What needs to be done: How many lines in the items below contain the word "decorated"? Matching is case-sensitive, so answer with that number alone.

Provided data:
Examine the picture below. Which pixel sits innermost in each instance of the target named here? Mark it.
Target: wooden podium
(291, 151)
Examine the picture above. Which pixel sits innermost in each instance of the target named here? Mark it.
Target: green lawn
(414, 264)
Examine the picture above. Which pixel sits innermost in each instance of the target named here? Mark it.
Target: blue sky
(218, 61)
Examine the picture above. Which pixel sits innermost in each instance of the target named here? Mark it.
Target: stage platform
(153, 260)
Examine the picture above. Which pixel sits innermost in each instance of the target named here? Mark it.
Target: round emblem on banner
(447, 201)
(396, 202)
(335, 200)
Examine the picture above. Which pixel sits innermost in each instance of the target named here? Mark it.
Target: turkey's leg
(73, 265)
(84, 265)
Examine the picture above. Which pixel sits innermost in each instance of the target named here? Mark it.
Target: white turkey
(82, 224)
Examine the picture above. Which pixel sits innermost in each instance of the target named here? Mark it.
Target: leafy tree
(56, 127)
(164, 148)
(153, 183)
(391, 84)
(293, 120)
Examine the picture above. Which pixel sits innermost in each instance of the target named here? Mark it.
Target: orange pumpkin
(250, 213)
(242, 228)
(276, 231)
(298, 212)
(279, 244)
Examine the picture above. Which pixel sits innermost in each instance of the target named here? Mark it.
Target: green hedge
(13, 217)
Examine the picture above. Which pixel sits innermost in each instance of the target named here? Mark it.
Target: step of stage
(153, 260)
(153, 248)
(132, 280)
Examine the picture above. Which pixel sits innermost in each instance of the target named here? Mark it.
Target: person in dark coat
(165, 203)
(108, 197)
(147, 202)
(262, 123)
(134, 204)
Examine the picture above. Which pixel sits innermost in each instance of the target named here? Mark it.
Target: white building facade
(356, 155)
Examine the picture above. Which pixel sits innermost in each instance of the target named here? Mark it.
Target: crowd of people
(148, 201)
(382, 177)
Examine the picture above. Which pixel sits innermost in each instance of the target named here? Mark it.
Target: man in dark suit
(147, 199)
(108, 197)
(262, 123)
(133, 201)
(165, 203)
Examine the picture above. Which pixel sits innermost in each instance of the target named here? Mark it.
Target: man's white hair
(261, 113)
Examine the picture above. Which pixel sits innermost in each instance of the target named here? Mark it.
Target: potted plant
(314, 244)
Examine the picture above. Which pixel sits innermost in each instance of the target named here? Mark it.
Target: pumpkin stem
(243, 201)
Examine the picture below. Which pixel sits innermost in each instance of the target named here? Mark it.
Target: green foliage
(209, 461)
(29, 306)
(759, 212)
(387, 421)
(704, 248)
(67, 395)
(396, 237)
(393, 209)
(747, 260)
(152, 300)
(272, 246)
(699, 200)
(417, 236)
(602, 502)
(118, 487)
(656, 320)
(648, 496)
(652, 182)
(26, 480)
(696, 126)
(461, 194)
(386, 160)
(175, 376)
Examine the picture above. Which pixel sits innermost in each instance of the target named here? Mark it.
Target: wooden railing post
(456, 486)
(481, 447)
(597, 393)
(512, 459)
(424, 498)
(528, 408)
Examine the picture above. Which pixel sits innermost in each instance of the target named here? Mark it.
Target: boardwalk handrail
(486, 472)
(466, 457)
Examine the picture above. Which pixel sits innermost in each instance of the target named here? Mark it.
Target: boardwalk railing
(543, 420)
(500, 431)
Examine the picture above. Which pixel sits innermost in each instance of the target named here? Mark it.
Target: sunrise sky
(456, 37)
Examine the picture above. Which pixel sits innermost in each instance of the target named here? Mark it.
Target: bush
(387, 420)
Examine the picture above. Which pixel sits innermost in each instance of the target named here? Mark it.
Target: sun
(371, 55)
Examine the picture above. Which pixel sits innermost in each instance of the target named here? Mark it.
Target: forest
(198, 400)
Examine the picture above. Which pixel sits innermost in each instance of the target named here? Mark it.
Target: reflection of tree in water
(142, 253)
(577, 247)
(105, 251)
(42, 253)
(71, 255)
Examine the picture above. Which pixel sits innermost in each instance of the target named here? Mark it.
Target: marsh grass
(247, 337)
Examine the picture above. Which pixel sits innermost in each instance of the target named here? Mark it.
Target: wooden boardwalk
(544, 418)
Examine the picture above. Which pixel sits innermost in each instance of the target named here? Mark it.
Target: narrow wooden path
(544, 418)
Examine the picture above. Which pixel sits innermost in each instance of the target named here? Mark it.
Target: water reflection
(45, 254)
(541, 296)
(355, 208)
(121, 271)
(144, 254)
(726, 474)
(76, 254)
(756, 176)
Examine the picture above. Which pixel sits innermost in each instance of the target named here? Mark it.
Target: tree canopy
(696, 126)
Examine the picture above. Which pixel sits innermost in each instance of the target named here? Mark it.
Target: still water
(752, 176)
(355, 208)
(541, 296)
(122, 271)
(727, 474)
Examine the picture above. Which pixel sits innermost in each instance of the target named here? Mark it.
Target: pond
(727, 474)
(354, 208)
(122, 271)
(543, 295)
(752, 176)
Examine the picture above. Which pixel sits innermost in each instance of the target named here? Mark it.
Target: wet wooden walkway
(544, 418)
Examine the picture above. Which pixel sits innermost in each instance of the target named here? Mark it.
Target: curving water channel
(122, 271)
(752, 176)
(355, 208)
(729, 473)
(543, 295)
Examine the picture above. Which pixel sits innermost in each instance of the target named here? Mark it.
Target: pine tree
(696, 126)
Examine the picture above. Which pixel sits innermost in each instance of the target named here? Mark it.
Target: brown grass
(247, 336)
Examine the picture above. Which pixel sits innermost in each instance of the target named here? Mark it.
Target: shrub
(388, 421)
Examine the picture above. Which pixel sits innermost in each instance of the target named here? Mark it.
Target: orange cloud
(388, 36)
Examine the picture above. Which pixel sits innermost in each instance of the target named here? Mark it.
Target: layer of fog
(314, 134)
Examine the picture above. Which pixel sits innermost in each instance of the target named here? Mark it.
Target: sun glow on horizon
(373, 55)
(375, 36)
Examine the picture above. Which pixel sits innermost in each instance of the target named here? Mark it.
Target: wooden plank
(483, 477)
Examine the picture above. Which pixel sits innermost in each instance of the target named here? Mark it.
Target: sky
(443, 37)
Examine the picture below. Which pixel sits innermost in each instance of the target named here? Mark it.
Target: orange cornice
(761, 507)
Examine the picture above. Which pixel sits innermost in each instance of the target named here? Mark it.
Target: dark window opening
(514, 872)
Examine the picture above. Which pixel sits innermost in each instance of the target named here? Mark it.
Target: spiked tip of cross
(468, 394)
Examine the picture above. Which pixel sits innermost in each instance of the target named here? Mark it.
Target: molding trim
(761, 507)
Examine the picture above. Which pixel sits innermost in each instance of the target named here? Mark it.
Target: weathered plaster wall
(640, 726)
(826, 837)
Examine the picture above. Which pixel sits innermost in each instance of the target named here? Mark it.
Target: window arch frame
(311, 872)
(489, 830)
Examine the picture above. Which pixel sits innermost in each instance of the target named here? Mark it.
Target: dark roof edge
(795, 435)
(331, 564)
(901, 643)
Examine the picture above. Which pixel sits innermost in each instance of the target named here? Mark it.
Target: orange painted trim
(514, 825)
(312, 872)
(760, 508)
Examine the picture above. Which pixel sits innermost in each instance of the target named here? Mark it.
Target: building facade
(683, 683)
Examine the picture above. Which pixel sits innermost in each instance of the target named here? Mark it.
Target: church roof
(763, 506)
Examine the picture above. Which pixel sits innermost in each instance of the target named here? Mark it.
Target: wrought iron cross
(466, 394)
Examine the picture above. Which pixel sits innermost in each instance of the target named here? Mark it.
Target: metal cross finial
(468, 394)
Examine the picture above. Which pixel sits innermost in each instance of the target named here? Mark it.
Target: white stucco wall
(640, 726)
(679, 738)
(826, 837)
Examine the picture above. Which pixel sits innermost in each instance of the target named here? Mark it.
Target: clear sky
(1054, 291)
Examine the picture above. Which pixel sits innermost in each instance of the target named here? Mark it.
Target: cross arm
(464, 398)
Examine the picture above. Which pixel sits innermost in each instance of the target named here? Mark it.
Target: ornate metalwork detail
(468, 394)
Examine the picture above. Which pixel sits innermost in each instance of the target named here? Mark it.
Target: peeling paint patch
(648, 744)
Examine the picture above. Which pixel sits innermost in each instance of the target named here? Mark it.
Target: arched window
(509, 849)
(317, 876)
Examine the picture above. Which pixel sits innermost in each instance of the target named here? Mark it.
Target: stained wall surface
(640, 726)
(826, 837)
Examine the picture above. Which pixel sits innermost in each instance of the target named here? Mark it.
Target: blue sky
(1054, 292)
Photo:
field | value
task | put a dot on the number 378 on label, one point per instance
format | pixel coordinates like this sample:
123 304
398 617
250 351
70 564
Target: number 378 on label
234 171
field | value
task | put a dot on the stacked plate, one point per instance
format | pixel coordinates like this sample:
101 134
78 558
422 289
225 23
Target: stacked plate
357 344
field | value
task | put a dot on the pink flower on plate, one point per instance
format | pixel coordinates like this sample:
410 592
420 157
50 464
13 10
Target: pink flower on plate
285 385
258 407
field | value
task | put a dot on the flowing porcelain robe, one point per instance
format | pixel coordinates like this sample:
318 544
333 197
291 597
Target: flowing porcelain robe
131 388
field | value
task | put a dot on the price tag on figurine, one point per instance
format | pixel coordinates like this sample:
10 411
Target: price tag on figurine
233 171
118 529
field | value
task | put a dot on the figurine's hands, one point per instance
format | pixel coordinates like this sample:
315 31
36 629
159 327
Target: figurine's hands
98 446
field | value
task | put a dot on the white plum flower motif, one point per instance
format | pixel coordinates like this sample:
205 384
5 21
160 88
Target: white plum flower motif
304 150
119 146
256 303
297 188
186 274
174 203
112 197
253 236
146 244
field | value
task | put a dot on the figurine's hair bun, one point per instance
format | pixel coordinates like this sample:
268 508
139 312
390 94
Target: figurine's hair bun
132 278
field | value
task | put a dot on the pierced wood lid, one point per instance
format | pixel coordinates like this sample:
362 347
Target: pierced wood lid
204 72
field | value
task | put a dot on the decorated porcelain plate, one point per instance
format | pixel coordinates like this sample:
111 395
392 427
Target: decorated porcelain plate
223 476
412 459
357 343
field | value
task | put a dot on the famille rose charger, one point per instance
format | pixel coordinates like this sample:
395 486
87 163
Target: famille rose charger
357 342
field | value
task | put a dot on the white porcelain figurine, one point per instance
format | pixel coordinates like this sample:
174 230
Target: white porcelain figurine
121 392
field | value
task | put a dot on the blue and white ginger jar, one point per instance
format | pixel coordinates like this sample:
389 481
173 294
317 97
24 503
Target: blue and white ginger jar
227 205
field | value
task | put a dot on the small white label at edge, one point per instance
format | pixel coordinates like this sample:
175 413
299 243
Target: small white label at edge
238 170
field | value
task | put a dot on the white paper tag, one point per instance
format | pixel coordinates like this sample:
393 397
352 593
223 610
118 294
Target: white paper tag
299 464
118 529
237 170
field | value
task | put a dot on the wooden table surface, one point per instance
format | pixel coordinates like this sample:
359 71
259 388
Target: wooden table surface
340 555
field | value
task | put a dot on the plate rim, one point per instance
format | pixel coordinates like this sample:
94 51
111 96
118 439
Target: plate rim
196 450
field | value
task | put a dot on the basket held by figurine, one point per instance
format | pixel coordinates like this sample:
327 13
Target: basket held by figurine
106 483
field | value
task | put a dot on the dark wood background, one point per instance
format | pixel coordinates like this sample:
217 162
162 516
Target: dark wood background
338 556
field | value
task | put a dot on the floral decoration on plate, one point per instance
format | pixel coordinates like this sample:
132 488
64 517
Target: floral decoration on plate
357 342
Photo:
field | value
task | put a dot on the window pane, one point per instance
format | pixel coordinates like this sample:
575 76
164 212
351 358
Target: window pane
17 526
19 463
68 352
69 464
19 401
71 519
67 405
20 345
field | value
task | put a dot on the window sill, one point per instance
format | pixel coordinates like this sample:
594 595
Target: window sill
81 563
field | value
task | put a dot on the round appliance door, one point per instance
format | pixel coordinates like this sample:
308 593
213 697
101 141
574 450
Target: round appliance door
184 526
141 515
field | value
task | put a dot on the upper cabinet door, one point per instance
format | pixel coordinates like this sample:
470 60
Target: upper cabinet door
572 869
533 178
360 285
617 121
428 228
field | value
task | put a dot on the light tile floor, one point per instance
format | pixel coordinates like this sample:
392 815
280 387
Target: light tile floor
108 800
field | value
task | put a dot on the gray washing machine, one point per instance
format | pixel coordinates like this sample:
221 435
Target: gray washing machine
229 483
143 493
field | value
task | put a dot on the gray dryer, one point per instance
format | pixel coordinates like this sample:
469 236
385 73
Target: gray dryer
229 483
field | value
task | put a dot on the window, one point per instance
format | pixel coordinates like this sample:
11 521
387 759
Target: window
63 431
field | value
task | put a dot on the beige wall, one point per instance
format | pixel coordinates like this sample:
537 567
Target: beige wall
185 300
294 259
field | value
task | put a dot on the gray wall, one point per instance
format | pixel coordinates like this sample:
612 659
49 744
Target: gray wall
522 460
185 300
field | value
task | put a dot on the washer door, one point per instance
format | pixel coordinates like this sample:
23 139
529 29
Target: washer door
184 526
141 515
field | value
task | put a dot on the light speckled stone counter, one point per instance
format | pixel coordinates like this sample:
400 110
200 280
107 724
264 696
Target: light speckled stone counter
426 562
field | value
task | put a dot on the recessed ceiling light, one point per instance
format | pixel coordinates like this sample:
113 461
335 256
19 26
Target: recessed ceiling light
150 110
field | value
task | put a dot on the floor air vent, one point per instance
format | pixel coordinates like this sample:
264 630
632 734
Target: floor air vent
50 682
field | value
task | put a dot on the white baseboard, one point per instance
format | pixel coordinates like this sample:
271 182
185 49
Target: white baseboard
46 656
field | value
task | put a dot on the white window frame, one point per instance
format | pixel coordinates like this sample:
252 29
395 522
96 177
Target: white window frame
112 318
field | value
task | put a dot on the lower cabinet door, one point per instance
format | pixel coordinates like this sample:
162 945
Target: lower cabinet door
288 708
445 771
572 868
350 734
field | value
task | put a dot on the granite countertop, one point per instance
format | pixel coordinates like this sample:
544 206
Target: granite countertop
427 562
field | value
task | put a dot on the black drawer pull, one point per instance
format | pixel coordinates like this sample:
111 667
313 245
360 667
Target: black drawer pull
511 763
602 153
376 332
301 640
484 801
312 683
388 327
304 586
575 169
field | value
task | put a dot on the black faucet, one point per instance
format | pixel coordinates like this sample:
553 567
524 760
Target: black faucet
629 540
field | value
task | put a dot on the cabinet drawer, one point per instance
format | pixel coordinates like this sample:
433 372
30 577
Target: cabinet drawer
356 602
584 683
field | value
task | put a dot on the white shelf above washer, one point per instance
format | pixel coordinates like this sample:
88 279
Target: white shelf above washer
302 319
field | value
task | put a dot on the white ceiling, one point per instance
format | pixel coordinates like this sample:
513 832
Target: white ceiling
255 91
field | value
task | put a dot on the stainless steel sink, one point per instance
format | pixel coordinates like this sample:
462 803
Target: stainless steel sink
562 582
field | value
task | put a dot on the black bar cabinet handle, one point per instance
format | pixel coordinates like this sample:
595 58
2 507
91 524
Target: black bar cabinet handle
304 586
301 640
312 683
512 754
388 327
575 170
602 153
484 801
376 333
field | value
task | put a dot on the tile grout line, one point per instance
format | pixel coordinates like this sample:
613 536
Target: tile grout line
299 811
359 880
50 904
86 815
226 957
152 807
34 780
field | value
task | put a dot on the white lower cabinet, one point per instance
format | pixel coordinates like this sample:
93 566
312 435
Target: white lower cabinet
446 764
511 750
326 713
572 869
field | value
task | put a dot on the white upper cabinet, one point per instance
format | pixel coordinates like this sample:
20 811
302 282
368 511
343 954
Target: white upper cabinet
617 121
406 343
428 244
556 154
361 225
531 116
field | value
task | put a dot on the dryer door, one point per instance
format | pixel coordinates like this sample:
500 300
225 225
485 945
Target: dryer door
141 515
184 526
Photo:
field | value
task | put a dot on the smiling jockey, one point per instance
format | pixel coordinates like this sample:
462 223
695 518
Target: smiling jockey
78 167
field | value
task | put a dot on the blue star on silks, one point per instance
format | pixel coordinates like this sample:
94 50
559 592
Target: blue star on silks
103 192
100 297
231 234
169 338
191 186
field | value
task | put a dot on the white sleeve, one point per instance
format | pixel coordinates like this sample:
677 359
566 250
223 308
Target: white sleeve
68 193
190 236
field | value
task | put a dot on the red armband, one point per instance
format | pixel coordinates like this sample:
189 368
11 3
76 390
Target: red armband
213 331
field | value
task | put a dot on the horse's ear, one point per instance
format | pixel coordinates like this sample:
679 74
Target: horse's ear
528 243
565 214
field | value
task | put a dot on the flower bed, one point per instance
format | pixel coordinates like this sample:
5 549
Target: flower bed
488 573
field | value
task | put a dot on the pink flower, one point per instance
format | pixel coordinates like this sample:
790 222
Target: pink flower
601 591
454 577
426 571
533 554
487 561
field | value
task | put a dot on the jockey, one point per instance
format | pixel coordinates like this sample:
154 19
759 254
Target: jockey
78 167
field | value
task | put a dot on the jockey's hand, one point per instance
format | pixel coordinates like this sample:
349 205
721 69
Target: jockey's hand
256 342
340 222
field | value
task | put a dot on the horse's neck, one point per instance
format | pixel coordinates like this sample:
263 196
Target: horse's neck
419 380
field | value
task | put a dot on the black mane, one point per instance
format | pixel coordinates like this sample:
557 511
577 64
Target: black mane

Result of the task: 2